Arrange every line of the data below as a Markdown table with the columns "Row" and "Line", skipping blank lines and leaving out the pictures.

>> begin Extracted entries

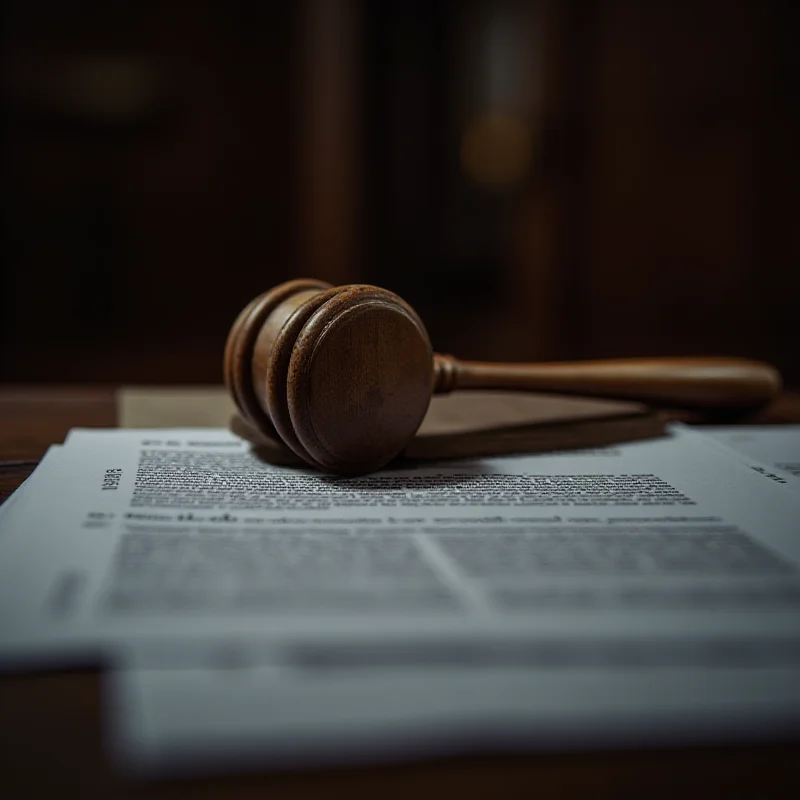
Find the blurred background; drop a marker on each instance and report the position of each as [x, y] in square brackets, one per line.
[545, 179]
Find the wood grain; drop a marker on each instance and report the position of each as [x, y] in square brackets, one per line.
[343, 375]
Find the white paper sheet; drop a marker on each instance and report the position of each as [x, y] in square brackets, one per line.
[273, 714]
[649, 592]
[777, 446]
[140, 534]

>> end Extracted entries

_Solution for this exercise_
| Row | Line |
|---|---|
| 1 | Find the blurred background; drop a marker on each instance and report the position of each as [x, y] in square brackets, one per line. |
| 2 | [545, 179] |
| 3 | Find the wood grain; drop a marker on each instance and report the position of each as [x, y] in square brackets, one per line. |
| 4 | [343, 375] |
| 5 | Find the white paper sheet; drop a marker on each instance and report the position of each as [x, y] in square brackets, one per line. |
| 6 | [273, 714] |
| 7 | [649, 592] |
| 8 | [777, 446] |
| 9 | [140, 534] |